═══ Selected extract
Skip to content

mawerty/Codellama-tuning

Repository files navigation

CodeLlama Fine-tuning in Python requests Library

This project explores fine-tuning a CodeLlama model (specifically, codellama/CodeLlama-7b-Python-hf) to become better at generating code examples for the popular Python requests library. I use Parameter-Efficient Fine-Tuning (PEFT) with LoRA to adapt the model.

What's Inside?

  • Fine-tuning: Uses LoRA (via PEFT) and 8-bit quantization for efficient training of CodeLlama-7B-Python.
  • Dataset: A custom dataset (data/) with prompt/completion pairs focused on requests.
  • Training: An interactive Jupyter Notebook (train_model.ipynb) walks through the fine-tuning process.
  • Evaluation: A script (evaluate_model.py) generates code from the fine-tuned 7B model and compares it against the base 7B and 13B Python models.
  • Metrics: Calculates standard text similarity scores (BLEU, CER, ROUGE-L, ChrF).
══════
═══ Supplied material
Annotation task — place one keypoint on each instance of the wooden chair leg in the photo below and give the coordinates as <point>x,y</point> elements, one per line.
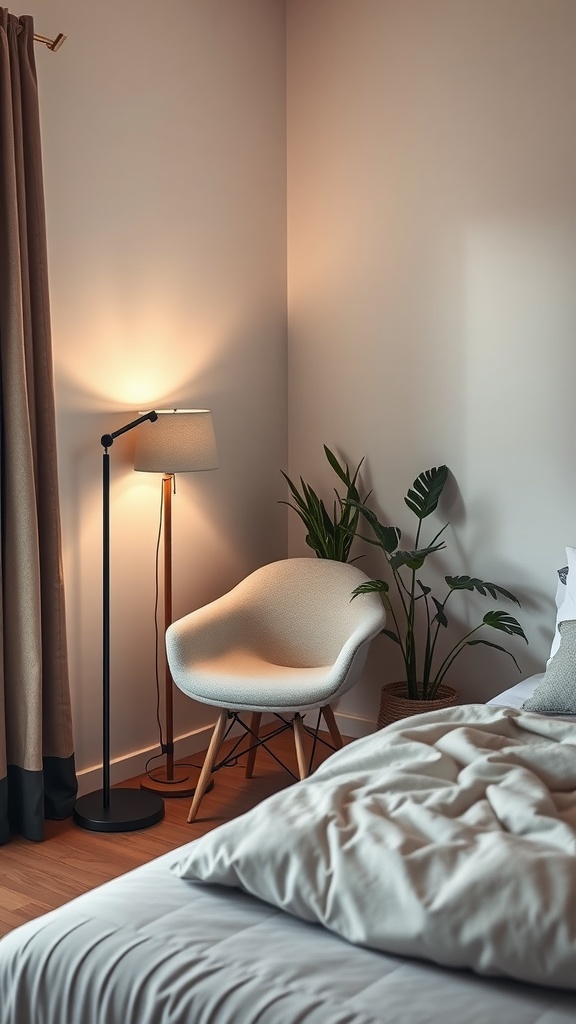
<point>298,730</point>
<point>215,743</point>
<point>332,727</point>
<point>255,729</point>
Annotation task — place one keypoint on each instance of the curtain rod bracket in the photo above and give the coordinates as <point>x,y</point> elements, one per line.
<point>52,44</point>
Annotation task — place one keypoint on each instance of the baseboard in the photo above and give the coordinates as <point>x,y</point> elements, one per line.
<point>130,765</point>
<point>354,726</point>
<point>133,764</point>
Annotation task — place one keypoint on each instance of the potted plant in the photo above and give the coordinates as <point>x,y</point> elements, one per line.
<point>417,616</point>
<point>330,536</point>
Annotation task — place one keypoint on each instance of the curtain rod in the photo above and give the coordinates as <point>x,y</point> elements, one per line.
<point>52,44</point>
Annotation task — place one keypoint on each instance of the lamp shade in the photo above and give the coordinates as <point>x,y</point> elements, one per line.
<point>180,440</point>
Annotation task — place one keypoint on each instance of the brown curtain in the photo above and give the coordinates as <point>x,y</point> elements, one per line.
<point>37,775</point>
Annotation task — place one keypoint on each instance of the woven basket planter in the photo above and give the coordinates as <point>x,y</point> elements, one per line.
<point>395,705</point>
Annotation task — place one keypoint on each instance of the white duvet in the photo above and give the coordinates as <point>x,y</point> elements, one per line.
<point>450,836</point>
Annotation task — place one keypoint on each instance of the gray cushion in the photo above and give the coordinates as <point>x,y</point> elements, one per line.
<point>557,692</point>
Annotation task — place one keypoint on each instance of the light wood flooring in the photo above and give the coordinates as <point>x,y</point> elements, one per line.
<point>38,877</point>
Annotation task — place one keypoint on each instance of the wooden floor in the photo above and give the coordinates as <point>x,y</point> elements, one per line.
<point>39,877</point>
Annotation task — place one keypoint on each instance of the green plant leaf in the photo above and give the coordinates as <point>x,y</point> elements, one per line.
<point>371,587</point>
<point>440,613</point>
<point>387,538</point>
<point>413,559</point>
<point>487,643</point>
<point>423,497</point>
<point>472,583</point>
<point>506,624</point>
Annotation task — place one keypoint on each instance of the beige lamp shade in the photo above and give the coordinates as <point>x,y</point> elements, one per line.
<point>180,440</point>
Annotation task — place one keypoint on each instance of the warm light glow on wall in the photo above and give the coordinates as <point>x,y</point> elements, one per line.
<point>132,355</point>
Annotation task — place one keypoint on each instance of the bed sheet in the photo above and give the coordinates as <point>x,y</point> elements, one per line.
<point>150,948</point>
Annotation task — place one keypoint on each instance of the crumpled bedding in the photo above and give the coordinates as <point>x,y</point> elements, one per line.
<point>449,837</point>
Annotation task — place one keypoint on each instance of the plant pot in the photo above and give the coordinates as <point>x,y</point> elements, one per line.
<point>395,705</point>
══════
Work to do
a: Reproduce the records word for word, starting at the line holding "the bed sheet" and running through the final line of the records, inclusive.
b: Resume the write-up on fine-tuning CodeLlama for the Python requests library, picking up right after its last line.

Answers given
a:
Annotation task — place one keypoint on each instance of the bed sheet in the photo above and give the coordinates as <point>x,y</point> elements, one per line.
<point>150,948</point>
Annotation task — place one keypoint on each instance of the crumpled bedding in the photo above and give the coordinates as <point>x,y</point> elements, one per line.
<point>449,837</point>
Annotation task — place one keypoint on each instance of the plant pot in the photo above and give the coordinates as <point>x,y</point> elements, one per line.
<point>395,705</point>

b:
  • Analysis: Includes a look at the training loss curve and a discussion of the evaluation results.

Project Structure

.
├── data/
│   ├── train.jsonl           # Training examples
│   └── test.jsonl            # Evaluation examples
├── results/
│   ├── evaluation_metrics_*.json    # Metric scores for each model tested
│   ├── evaluation_outputs_*.jsonl   # Generated code outputs for each model
│   └── learning_curve.png           # Plot of training loss
├── README.md                   # This file
├── requirements.txt
└── generate_plot.ipynb           # Used to generate loss plot
│── evaluate_model.py       # Evaluation script (generates outputs & metrics)
└── train_model.ipynb           # Jupyter Notebook for fine-tuning

Getting Started

  1. Clone the repo:
    git clone https://github.com/mawerty/Codellama-tuning.git
    cd Codellama-tuning
  2. Set up a Python environment: (Using a virtual environment is recommended)
    python -m venv venv
    source venv/bin/activate  # Linux/macOS
    venv\Scripts\activate    # Windows
  3. Install dependencies:
    pip install -r requirements.txt

The Dataset (data/)

The train.jsonl (for training) and test.jsonl (for evaluation) files contain examples like this:

{
  "prompt": "Natural language instruction, e.g., 'How to send GET request with params?'",
  "completion": "import requests\n\n# Corresponding target Python code...\nresponse = requests.get(...)\nprint(...)"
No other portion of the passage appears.